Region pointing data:
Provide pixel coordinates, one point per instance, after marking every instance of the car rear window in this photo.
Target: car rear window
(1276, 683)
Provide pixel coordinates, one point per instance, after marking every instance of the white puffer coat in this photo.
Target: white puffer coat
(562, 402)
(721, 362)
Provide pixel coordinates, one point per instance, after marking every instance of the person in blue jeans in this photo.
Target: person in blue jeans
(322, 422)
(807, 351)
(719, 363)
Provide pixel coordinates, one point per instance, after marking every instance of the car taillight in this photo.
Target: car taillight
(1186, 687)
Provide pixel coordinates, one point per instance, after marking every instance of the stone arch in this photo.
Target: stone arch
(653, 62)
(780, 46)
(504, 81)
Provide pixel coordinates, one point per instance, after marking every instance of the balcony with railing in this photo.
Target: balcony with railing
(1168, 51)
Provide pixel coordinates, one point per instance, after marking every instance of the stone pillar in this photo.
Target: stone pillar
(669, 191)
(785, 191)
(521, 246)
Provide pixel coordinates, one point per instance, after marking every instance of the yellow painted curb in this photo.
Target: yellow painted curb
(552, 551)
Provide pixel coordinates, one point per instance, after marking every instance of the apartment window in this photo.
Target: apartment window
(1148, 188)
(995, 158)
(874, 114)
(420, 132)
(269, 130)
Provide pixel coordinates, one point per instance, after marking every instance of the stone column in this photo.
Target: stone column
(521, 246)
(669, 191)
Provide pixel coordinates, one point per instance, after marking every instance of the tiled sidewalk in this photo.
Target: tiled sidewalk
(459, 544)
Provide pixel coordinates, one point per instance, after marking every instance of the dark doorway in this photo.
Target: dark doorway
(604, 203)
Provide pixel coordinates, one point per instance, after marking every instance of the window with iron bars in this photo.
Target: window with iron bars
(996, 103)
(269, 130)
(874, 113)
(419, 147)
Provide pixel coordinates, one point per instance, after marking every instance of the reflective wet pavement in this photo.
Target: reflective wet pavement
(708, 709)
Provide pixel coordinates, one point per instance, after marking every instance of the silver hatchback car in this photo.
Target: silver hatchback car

* * *

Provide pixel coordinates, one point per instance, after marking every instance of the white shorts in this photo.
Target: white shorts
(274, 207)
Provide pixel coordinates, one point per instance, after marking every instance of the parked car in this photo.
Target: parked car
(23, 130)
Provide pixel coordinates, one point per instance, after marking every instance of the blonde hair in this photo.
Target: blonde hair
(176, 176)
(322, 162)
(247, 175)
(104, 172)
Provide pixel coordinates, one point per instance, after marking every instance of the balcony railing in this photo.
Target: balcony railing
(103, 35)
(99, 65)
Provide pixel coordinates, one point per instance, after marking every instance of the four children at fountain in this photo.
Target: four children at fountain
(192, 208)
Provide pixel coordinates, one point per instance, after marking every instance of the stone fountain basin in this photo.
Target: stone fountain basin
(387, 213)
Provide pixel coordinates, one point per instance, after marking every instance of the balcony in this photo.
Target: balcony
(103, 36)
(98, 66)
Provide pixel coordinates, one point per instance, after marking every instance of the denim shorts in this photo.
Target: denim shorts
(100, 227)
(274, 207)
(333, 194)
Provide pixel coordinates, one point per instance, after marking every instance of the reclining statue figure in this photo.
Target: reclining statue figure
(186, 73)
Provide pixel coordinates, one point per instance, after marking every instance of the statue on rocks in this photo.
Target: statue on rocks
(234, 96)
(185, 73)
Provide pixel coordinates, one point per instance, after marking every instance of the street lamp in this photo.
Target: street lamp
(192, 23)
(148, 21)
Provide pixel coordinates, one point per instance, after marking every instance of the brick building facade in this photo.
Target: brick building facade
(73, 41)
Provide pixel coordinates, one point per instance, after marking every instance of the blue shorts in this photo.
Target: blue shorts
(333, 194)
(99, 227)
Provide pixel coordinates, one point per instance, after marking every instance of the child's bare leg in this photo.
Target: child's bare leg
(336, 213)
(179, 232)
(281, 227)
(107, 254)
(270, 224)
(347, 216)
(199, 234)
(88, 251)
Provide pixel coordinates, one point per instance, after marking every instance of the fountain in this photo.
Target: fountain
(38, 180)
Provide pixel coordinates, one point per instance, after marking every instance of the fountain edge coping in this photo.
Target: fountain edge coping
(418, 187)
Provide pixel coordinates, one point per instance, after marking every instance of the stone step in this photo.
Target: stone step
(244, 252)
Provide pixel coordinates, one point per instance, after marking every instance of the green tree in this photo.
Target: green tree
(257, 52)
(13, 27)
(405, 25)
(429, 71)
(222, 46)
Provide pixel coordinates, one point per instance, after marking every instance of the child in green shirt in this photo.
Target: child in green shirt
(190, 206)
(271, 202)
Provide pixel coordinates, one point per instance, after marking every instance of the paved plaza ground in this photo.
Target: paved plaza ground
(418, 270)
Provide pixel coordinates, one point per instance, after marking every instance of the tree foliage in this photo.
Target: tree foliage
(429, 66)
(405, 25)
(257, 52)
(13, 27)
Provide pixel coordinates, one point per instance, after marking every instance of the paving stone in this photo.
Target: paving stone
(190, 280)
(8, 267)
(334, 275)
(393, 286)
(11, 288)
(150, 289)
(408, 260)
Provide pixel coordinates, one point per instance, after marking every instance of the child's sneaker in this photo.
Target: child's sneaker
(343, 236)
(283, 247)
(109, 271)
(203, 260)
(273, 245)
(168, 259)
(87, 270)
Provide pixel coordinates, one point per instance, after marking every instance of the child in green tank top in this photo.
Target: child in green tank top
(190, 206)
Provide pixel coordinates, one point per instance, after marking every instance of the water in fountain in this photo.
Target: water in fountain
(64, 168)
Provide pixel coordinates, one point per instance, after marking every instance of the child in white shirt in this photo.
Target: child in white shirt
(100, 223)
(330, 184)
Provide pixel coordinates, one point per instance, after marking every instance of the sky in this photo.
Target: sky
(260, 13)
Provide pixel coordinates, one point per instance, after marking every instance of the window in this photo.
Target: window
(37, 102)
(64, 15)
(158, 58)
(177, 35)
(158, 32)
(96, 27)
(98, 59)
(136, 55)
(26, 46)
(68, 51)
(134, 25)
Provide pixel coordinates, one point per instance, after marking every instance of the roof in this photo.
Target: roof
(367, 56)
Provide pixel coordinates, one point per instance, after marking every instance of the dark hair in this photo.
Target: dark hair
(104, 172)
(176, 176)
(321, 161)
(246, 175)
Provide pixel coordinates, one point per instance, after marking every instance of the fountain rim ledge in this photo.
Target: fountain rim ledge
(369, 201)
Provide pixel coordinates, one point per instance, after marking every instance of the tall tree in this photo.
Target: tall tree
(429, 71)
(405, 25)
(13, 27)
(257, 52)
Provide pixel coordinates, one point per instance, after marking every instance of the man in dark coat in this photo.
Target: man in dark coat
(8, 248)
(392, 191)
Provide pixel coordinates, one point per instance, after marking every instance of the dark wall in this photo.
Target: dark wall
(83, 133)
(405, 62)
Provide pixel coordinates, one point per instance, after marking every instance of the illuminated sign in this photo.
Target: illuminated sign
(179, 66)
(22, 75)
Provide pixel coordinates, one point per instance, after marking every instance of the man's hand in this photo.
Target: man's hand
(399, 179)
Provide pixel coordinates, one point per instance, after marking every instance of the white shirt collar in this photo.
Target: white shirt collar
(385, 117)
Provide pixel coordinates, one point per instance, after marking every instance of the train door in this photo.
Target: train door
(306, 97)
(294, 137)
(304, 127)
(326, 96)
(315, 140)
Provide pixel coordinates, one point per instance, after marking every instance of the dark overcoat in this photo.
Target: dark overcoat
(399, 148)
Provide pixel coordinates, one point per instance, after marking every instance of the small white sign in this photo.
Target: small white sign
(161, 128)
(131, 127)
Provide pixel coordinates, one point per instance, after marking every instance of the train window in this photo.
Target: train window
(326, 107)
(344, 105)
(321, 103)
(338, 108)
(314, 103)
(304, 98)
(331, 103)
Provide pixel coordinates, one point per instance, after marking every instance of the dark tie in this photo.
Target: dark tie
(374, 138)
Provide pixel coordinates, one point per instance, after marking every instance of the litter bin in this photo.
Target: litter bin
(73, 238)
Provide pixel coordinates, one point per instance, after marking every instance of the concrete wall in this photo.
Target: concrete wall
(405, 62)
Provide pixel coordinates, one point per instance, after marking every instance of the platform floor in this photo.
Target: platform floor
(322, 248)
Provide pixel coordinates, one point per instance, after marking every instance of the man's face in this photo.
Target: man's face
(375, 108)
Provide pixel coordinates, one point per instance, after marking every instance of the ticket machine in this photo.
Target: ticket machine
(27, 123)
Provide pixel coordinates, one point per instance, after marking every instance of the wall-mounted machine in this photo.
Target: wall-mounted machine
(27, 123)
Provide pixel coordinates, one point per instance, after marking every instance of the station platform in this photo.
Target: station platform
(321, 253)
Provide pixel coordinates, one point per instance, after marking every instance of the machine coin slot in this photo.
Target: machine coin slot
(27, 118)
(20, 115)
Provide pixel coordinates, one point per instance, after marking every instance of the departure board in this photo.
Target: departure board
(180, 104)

...

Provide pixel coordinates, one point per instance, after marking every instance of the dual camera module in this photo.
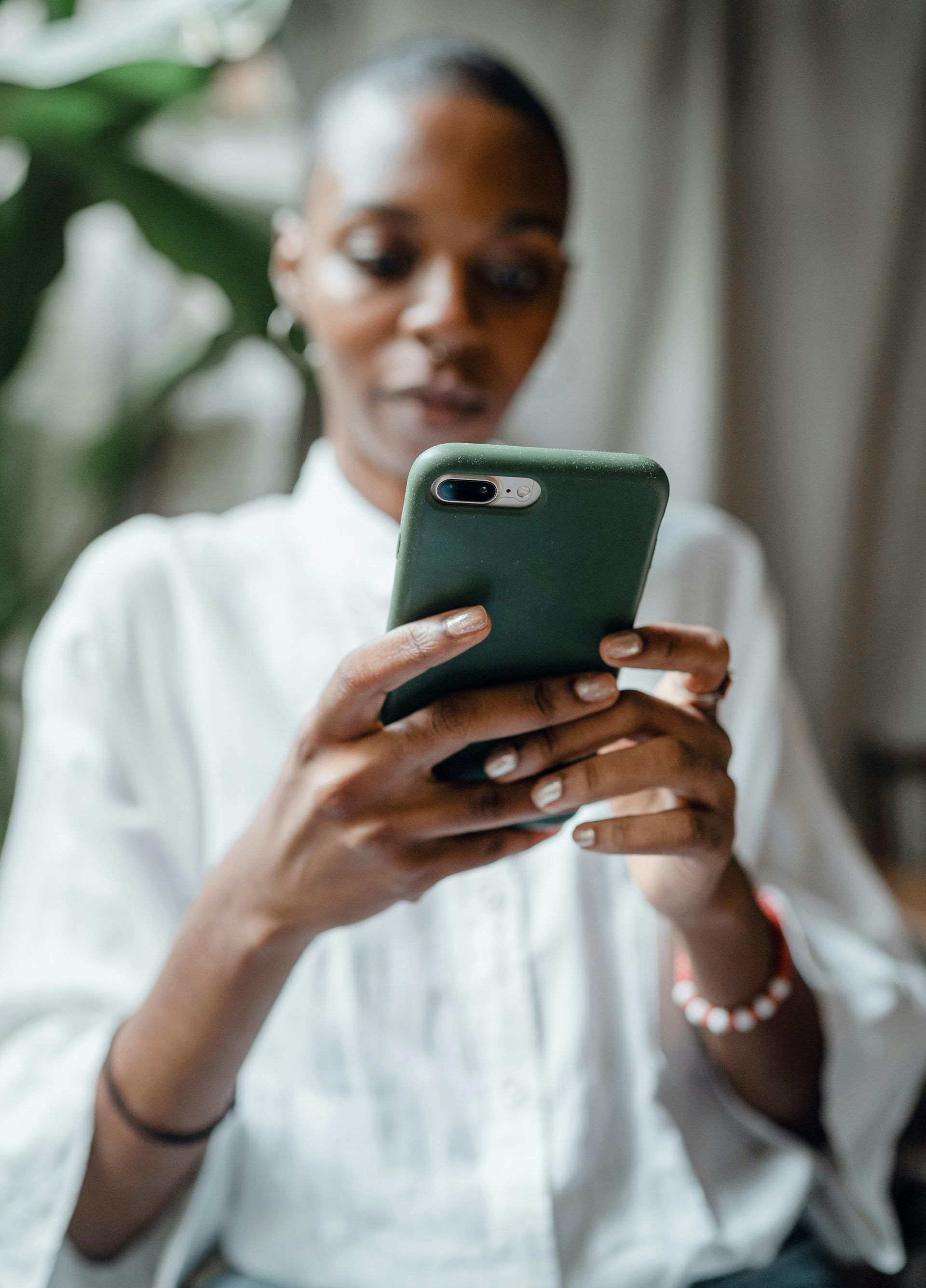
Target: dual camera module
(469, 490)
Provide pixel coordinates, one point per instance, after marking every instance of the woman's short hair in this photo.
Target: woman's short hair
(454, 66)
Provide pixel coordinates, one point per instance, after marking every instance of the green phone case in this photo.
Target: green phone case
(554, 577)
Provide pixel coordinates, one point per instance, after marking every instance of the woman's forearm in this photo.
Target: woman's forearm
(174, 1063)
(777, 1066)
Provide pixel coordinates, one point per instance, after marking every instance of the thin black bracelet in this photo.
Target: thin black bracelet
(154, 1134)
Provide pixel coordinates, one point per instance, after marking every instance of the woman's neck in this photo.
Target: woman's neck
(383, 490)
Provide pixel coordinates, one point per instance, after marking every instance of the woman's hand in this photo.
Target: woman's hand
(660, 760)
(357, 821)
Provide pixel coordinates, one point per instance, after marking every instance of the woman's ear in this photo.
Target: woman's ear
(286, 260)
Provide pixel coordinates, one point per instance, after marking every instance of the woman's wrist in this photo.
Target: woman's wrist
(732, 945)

**REQUIREMENT**. Go through the entries above and report each line with the string "hatchback" in it.

**OUTPUT BELOW**.
Provide pixel coordinates, one point per instance, after marking every instance of the silver hatchback car in this photo.
Target: silver hatchback car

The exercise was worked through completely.